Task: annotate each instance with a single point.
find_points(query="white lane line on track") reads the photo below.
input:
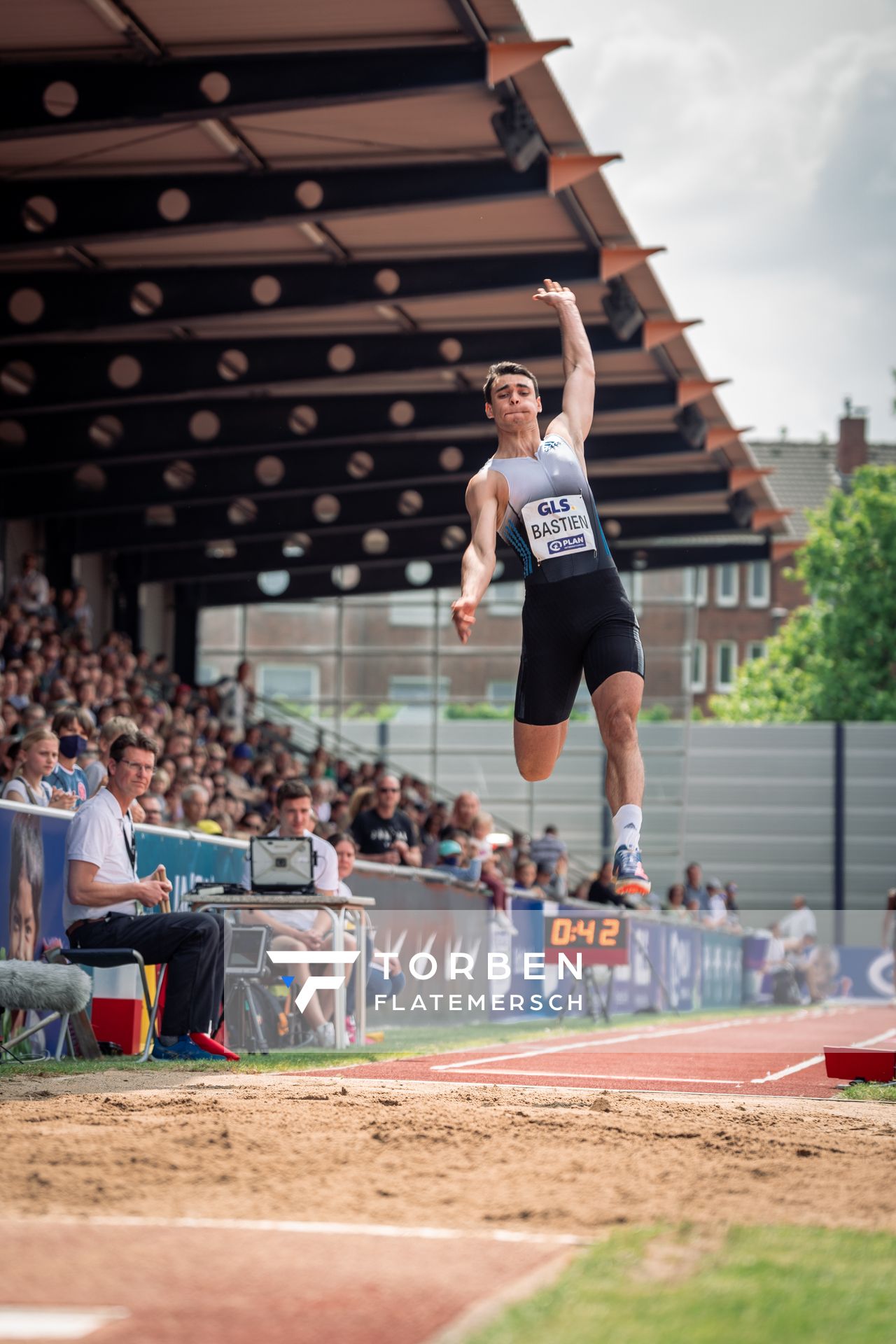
(820, 1059)
(57, 1323)
(596, 1043)
(621, 1078)
(251, 1225)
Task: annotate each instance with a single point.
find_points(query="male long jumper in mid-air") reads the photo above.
(535, 495)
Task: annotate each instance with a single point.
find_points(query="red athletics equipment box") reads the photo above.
(871, 1066)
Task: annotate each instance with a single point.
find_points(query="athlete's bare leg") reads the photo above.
(538, 748)
(617, 702)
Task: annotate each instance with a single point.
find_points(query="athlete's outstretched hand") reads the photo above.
(463, 616)
(554, 293)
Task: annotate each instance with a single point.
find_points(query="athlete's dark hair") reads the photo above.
(507, 366)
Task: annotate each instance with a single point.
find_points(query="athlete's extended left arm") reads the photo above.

**Work to do**.
Output an exact copy of the material, with the pictures removed.

**Solution to this exercise**.
Task: annotate each instance with a single point.
find_points(query="white lane line on track") reads the photo below.
input:
(820, 1059)
(57, 1323)
(596, 1043)
(621, 1078)
(251, 1225)
Task: annotate each instance with a single point.
find_points(query="male long jumper in mid-air") reads the photo above.
(535, 495)
Task: annotate each instance with a single point.
find_points(query="red athletics equipment box") reads the photo above.
(871, 1066)
Task: annotate each instance with a single point.
find_points(query="athlete's bare leg") reads the photo above.
(538, 748)
(617, 702)
Task: annotate each instance with a single point.
find_points(query="athlete's outstretched hand") reads the photo above.
(463, 616)
(554, 293)
Task: annotate each instance with a single point.
find_points(query="athlete's dark hair") reads the photo above.
(507, 366)
Task: annotate each instance with a single point.
find_points(query="athlete's extended left arm") reads the photo above.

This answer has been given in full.